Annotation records
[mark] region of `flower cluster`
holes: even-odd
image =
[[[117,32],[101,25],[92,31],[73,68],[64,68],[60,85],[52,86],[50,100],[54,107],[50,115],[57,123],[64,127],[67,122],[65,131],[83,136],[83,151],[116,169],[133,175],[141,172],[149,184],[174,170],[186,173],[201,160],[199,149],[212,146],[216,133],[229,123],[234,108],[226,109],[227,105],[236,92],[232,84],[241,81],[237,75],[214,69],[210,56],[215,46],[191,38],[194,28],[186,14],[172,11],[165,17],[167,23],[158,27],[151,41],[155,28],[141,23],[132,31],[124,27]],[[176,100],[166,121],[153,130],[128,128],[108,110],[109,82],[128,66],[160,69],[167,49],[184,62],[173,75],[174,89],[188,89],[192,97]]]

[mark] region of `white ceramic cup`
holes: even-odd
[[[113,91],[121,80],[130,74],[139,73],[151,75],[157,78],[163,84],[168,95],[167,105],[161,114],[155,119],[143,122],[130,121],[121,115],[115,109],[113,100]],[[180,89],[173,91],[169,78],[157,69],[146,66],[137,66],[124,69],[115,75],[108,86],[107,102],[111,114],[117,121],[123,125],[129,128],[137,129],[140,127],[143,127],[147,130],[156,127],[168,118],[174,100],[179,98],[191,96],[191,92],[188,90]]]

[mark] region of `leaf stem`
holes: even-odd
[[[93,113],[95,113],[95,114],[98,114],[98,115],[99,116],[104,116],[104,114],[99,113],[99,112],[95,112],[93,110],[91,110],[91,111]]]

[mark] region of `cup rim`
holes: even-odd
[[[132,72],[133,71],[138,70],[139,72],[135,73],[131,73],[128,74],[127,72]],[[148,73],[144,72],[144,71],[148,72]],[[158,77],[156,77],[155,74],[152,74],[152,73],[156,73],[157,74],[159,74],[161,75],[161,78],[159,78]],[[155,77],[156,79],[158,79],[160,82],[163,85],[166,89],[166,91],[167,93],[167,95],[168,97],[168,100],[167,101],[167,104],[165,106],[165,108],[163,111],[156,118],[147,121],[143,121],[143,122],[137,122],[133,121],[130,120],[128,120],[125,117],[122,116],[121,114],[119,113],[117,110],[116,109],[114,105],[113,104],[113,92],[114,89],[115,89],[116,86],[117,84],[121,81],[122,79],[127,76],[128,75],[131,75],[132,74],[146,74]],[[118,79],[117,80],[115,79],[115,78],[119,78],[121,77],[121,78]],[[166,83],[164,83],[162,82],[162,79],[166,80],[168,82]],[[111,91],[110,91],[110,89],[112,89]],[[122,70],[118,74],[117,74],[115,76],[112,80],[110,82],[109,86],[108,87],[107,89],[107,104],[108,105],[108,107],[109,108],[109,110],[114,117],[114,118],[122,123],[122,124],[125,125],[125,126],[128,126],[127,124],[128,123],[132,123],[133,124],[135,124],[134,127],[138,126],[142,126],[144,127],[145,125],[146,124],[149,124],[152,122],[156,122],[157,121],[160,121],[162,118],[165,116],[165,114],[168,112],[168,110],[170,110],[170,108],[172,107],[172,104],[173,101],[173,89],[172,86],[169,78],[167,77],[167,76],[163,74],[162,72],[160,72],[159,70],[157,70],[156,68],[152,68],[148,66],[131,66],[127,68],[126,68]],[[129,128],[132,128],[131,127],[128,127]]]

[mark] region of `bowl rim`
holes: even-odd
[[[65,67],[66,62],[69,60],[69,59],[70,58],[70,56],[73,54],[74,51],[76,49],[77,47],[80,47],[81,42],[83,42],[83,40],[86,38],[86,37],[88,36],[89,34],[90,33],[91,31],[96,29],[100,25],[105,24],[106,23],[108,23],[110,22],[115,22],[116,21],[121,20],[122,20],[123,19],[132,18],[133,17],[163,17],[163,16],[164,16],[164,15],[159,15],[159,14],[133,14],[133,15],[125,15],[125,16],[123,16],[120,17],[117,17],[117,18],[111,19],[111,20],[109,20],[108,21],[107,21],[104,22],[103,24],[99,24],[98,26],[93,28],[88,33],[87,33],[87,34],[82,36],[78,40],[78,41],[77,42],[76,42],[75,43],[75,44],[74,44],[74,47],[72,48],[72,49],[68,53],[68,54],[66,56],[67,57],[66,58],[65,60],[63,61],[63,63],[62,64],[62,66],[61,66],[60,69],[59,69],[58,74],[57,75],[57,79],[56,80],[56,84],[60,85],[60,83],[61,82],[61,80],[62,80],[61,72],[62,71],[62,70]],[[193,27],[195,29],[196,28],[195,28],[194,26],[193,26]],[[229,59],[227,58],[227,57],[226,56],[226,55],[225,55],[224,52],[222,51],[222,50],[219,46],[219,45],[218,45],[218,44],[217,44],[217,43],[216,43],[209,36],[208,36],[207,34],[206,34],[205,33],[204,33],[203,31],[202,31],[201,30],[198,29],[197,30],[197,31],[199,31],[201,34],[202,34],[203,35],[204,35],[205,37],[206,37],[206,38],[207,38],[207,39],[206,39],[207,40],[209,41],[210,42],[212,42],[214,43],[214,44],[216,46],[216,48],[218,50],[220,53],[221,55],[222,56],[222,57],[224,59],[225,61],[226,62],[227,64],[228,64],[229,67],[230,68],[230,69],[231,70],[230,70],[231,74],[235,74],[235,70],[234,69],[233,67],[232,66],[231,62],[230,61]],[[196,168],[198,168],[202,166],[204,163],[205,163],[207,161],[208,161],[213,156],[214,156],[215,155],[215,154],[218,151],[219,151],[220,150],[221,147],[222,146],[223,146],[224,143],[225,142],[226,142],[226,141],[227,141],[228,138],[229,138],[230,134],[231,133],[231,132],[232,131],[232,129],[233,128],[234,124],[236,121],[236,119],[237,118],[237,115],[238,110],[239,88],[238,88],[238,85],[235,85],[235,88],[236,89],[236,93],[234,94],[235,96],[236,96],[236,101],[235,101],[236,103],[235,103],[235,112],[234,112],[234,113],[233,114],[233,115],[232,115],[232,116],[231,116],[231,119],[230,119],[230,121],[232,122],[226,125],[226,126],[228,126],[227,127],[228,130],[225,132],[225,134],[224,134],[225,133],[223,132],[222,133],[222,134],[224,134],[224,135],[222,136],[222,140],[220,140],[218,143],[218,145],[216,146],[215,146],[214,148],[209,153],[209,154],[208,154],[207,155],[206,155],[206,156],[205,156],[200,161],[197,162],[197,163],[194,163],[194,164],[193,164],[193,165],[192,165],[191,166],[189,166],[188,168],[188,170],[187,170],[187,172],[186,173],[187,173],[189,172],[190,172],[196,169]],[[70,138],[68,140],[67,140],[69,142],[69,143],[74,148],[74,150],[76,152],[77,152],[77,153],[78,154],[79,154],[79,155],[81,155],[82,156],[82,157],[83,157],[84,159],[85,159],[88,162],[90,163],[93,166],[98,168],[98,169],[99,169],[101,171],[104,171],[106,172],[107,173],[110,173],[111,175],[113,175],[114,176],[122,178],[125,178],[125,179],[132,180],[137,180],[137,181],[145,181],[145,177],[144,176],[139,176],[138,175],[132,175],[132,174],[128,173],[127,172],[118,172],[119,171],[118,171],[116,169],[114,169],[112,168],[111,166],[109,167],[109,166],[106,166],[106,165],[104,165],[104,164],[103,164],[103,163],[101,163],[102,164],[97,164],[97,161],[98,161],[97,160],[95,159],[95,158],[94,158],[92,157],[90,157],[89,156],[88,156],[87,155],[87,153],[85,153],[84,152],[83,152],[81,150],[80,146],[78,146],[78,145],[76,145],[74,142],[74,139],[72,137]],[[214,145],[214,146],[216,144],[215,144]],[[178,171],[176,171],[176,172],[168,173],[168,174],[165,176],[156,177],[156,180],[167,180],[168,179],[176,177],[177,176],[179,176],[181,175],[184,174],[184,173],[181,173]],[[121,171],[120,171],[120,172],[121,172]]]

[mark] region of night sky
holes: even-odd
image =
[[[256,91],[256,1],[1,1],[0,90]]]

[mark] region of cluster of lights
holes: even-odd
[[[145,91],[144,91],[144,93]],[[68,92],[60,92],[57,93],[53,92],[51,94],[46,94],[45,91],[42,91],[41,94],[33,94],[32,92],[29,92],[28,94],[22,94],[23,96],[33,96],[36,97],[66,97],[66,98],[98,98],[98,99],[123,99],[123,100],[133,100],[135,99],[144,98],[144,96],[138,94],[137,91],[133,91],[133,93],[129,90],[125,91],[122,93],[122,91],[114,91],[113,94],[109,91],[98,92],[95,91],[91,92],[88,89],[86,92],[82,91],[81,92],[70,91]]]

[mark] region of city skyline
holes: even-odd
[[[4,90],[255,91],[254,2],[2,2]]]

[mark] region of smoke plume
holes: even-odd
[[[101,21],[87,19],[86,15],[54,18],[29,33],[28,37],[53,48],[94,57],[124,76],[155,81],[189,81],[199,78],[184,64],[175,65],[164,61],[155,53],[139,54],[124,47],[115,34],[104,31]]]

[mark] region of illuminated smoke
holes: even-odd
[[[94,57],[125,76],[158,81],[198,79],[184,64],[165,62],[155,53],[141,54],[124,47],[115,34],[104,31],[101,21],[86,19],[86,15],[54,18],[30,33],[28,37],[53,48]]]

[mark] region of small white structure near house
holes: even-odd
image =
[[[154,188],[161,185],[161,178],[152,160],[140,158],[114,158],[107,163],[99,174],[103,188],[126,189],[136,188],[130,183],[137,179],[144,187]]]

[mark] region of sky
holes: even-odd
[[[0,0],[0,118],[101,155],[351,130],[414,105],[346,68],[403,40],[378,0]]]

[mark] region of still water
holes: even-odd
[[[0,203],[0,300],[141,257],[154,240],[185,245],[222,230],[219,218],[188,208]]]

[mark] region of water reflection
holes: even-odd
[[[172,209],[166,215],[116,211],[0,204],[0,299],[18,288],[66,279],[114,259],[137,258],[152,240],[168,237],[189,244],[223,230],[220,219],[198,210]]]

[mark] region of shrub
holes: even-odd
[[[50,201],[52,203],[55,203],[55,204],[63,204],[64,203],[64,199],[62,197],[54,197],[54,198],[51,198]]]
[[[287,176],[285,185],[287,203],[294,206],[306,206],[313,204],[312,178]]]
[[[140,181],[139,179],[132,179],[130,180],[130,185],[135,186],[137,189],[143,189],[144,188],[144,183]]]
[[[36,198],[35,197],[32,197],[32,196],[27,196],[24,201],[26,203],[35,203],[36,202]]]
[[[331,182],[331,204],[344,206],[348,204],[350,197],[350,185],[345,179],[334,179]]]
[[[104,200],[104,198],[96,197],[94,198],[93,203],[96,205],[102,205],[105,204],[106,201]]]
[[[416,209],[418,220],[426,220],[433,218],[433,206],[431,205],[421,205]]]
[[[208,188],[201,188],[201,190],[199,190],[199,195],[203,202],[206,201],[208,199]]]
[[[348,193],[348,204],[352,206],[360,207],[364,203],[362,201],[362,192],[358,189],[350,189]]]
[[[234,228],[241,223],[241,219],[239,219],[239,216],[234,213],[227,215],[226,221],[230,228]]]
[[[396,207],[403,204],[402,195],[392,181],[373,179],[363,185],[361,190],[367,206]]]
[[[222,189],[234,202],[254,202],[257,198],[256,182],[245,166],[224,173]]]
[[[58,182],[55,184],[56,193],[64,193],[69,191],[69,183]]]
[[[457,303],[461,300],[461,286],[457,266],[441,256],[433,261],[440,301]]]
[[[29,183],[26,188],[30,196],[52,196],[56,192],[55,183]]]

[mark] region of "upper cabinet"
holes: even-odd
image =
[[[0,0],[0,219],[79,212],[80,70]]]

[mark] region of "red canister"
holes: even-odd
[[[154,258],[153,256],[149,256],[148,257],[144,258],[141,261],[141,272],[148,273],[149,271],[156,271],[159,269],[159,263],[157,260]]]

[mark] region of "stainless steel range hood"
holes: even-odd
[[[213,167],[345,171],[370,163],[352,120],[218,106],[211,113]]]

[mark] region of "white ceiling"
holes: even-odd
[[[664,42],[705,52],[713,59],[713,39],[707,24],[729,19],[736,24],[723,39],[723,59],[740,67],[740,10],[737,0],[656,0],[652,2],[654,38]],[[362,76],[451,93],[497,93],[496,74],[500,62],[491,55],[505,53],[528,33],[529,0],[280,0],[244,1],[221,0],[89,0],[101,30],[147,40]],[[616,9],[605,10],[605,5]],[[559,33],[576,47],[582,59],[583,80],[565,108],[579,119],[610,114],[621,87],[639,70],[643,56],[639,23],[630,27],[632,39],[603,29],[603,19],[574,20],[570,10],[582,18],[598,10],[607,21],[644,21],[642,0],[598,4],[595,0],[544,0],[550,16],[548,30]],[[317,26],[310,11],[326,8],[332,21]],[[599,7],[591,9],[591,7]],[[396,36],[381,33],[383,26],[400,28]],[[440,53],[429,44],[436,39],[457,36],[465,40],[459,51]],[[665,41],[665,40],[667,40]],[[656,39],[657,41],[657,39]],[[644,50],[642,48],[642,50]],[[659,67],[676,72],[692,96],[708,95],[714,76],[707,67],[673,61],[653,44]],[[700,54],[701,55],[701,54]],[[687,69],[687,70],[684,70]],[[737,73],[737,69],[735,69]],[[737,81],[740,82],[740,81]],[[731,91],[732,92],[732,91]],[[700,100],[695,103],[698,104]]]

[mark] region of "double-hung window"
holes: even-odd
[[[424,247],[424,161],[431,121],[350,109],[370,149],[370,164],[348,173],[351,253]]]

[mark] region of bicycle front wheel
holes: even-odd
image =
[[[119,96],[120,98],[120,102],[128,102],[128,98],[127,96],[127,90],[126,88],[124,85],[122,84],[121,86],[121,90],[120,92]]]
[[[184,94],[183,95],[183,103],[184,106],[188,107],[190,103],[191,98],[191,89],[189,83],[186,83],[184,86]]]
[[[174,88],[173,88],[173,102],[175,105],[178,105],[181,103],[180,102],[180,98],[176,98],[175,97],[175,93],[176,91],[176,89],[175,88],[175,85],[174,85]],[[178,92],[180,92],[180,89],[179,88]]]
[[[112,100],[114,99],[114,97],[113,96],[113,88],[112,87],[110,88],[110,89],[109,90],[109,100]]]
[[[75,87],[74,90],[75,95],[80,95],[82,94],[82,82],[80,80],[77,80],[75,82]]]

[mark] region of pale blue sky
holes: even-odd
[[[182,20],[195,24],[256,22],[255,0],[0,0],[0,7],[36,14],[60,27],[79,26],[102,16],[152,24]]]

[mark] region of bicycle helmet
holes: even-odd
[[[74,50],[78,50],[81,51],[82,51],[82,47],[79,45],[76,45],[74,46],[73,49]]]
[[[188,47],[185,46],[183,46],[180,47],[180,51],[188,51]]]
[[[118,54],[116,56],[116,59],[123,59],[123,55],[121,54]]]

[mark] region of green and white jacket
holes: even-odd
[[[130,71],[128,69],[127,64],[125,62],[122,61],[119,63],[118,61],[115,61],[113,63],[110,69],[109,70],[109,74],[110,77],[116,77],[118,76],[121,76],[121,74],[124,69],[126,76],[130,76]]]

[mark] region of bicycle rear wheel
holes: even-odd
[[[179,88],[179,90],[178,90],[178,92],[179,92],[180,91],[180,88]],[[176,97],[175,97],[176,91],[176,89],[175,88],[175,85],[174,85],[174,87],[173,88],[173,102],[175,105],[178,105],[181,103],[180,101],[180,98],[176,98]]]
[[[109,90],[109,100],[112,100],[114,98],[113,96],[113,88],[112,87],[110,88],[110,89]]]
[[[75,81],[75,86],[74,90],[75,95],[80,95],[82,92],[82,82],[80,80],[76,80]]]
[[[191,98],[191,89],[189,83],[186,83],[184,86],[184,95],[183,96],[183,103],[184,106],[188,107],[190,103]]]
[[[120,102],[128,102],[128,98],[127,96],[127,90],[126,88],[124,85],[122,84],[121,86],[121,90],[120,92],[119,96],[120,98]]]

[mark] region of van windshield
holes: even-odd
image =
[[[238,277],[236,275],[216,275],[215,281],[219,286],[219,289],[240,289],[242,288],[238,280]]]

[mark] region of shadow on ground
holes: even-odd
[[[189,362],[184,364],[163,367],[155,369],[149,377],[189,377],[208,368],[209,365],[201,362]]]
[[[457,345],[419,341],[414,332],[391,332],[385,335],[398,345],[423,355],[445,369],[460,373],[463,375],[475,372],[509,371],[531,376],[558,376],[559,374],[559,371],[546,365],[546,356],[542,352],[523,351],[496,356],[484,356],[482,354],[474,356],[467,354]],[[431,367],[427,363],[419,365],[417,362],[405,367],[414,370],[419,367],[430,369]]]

## The request
Starting at the line that contains "[mark] region of van windshield", quote each remaining line of the entries above, unchanged.

## Task result
[mark] region of van windshield
holes: even-odd
image =
[[[238,277],[236,275],[216,275],[215,281],[219,286],[219,289],[240,289],[242,288],[238,280]]]

[mark] region of shadow on ground
holes: even-odd
[[[189,362],[184,364],[163,367],[155,369],[149,377],[189,377],[208,368],[209,365],[201,362]]]
[[[457,345],[419,341],[414,332],[391,332],[385,335],[398,345],[423,355],[445,369],[460,373],[463,375],[475,372],[509,371],[531,376],[558,376],[559,374],[559,371],[546,365],[546,356],[542,352],[523,351],[496,356],[484,356],[482,354],[474,356],[467,354]],[[431,367],[427,363],[419,365],[417,362],[405,367],[414,370],[419,367],[430,369]]]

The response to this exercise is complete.